SOURCE EXTRACT:
......
# The Weather Channel Local on the 8's in HD



## HDTVFreak07 (Sep 12, 2007)

Did the Weather Channel in HD stop giving local weather forecasts on local on the 8's??? All day long today, it no longer shows local forecast during Local on the 8's on my HR24.


----------



## JoeTheDragon (Jul 21, 2008)

You may need to change channels and come back to get it to reload. Also Weather channel is doing less weather now days as well.


----------



## retromzc (Sep 7, 2007)

*My Weather Channel locals on the 8's has also stopped working lately on my HR24-500 reciever. I have tried changing channels back and forth and also resetting the receiver. Neither has helped. I still get the prompt at the top of the screen to push the red button for local weather or - to clear but no local on the 8's. Strangely enough the severe weather beeps and the on screen warnings still pop up. Oh well, at least my Directv apps started working again.*


----------



## inkahauts (Nov 13, 2006)

I think dtv is having some issues with the interactive channels today. 


Sent from my iPhone using DBSTalk mobile app


----------



## Jish (Jul 27, 2007)

After reading your post I realized mine wasn't working either (HR24-500). I pressed the red button and went into it and noticed that somewhere, somehow, my local zip code had changed to one beginning with a 9 nowhere near mine which begins with 159. I corrected it, exited and waited for the next Local on the 8s and my local info was there.


----------



## ScottP (Jun 1, 2011)

Mine hasn't been working on my HR24-100 for several days now.


----------



## PCampbell (Nov 18, 2006)

For some reason it dose not work on the latest software.


----------



## bnwrx (Dec 29, 2007)

Jish said:


> After reading your post I realized mine wasn't working either (HR24-500). I pressed the red button and went into it and noticed that somewhere, *somehow, my local zip code had changed to one beginning with a 9 *nowhere near mine which begins with 159. I corrected it, exited and waited for the next Local on the 8s and my local info was there.


This happened to me a week ago...Check that your *local zip* is still there, if not change it back. That worked for me and has continued to work.....
We got a software update recently, maybe that triggered the zip change....


----------



## ejbvt (Aug 14, 2011)
......
MATERIAL PROVIDED:
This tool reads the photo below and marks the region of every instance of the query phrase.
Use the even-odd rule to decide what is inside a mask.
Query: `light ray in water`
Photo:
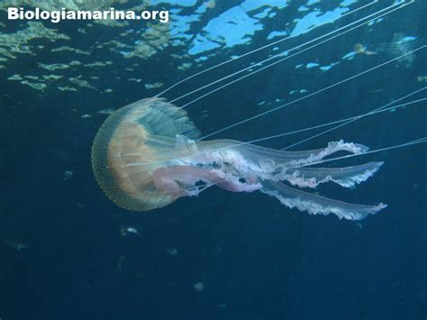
......
PROBLEMS TO WORK ON:
[1] In the Weather Channel forum thread, what number had Jish's local zip code somehow changed to begin with?
[2] Please continue the Weather Channel forum thread from the point where it stops.

WRITTEN RESPONSES:
[1] A 9.

[2]
I had to re-add my zip. Sometimes, it comes on even when it's not "Supposed" to, but it does work. 

Has anyone with a home theater set-up noticed that the Weather Channel has a LOT more bass than other channels?


----------



## wilbur_the_goose (Aug 16, 2006)

I read elsewhere that TWC is going to non-weather programming, similar to CourtTV, The Nashville Network, MTV, etc.

Supposedly they'll have a SD "Weatherscan" channel available for cable viewers, but it looks like Local on the 8's may soon be coming to an end.

(Thanks, NBC/Comcast - NOT!)


----------



## peds48 (Jan 11, 2008)

wilbur_the_goose said:


> I read elsewhere that TWC is going to non-weather programming, similar to CourtTV,


At least CourTV changed their name.


----------



## acostapimps (Nov 6, 2011)

I just tried removing my zip code and added a random zip code, then removed it and readd my zip code through the interactive local app via the red button press, and now it shows the local weather on local on the 8's.


----------



## PCampbell (Nov 18, 2006)

On a business trip last week and the cable in the room had local on the eights.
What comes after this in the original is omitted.